EXERCISE
Rewrite the records below as a numbered list, omitting any blank lines. Include every record.

RECORDS PROVIDED

--------------------------------------------------

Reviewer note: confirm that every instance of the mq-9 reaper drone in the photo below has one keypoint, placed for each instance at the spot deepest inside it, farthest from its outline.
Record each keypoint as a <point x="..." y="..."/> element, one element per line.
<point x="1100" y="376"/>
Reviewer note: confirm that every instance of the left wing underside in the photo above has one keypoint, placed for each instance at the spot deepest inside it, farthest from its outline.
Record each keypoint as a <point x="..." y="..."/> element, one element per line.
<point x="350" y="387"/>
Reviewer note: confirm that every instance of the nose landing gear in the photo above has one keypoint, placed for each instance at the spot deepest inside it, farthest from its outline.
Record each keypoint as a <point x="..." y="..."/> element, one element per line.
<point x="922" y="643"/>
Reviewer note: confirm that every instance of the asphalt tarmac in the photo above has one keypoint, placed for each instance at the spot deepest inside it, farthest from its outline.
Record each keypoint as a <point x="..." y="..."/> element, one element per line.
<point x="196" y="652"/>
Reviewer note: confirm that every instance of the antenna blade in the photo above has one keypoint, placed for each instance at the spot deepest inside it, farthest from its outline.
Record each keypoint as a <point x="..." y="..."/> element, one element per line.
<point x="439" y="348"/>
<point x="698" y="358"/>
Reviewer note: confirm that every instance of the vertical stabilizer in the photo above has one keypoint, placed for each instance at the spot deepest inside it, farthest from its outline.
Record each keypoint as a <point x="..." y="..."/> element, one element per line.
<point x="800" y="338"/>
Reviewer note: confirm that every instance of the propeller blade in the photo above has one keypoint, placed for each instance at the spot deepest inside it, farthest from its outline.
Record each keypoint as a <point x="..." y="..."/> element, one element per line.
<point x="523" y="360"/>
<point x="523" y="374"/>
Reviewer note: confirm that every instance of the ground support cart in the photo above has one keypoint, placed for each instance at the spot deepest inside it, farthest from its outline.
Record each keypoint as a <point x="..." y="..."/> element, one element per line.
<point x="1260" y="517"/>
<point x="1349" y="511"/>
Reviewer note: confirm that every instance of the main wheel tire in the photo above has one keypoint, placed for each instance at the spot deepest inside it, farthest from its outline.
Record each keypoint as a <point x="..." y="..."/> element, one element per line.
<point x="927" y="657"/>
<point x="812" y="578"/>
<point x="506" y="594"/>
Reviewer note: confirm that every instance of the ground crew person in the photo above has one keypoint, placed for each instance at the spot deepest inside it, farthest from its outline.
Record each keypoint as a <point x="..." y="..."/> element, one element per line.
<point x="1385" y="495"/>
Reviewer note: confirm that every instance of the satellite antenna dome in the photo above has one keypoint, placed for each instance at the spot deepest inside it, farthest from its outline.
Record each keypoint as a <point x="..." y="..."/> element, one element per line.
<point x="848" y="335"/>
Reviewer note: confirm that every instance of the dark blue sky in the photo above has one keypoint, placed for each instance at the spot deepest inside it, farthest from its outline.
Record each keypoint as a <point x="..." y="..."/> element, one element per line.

--------------------------------------------------

RESPONSE TO THIS EXERCISE
1. Reviewer note: confirm that every instance of the mq-9 reaper drone in the photo below has one keypoint, placed for each instance at the spot deepest inside it, farthest from its outline.
2. Record each keypoint as a <point x="..." y="..."/> element, one element per line.
3. <point x="1100" y="376"/>
4. Reviewer note: confirm that every instance of the left wing underside in the photo above has one keypoint, placed for each instance at the spot deepest inside it, farthest from its outline.
5. Record each keypoint as a <point x="..." y="..."/> element, one element per line.
6. <point x="350" y="387"/>
7. Reviewer note: confirm that every instance of the nose landing gear in the photo above has one keypoint, placed for each instance at the spot deepest inside it, farthest from its outline.
8. Record each keypoint as a <point x="..." y="..."/> element, one element per line.
9. <point x="922" y="643"/>
10. Reviewer note: confirm that every instance of the asphalt tarmac in the photo above has one keypoint, placed for each instance at the spot deepest inside it, farthest from its outline.
11. Record each keypoint as a <point x="..." y="..."/> element, one element per line.
12. <point x="196" y="652"/>
13. Reviewer note: confirm that every instance of the antenna blade in the photo above has one keypoint, placed for each instance at the spot deepest inside it, farthest from its outline.
14. Record each keypoint as a <point x="..." y="..."/> element, one element per line.
15. <point x="439" y="348"/>
16. <point x="698" y="358"/>
17. Reviewer note: confirm that every instance of the vertical stabilizer in the photo above has one keypoint, placed for each instance at the spot deepest inside it, farthest from its outline.
18. Record each keypoint as a <point x="..." y="..."/> element, one element per line.
19. <point x="800" y="338"/>
20. Reviewer note: confirm that every instance of the propeller blade in the photo above has one keypoint, placed for each instance at the spot deepest inside it, farthest from its outline.
21. Record each keypoint as a <point x="..." y="..."/> element, one element per line.
22. <point x="523" y="360"/>
23. <point x="523" y="374"/>
24. Reviewer note: confirm that every instance of the ground support cart in the photo above has one keypoint, placed for each instance at the spot deepest inside it, farthest from its outline.
25. Record each keypoint as a <point x="..." y="..."/> element, one element per line.
26. <point x="1260" y="517"/>
27. <point x="1349" y="511"/>
28. Reviewer note: confirm that every instance of the main wheel tire in the photo above has one keypoint, placed for each instance at the spot deepest inside it, farthest from its outline.
29. Record each keypoint as a <point x="..." y="..."/> element, one element per line.
30. <point x="927" y="657"/>
31. <point x="812" y="578"/>
32. <point x="506" y="594"/>
33. Reviewer note: confirm that every instance of the ground crew person in the photo above has one keypoint, placed for each instance at the spot deepest inside it, farthest from its outline.
34. Record each keypoint as a <point x="..." y="..."/> element, one element per line.
35. <point x="1385" y="495"/>
36. Reviewer note: confirm that every instance of the satellite antenna dome in the photo above has one keypoint, placed for each instance at the spot deepest inside it, farthest from its outline.
37. Record each keypoint as a <point x="..." y="..."/> element, one element per line.
38. <point x="848" y="335"/>
39. Reviewer note: confirm that every instance of the dark blue sky in the photo above has one keypoint, placed for each instance at the spot deepest inside it, farthest from its outline.
40. Record each keypoint as a <point x="..." y="..."/> element, one element per line.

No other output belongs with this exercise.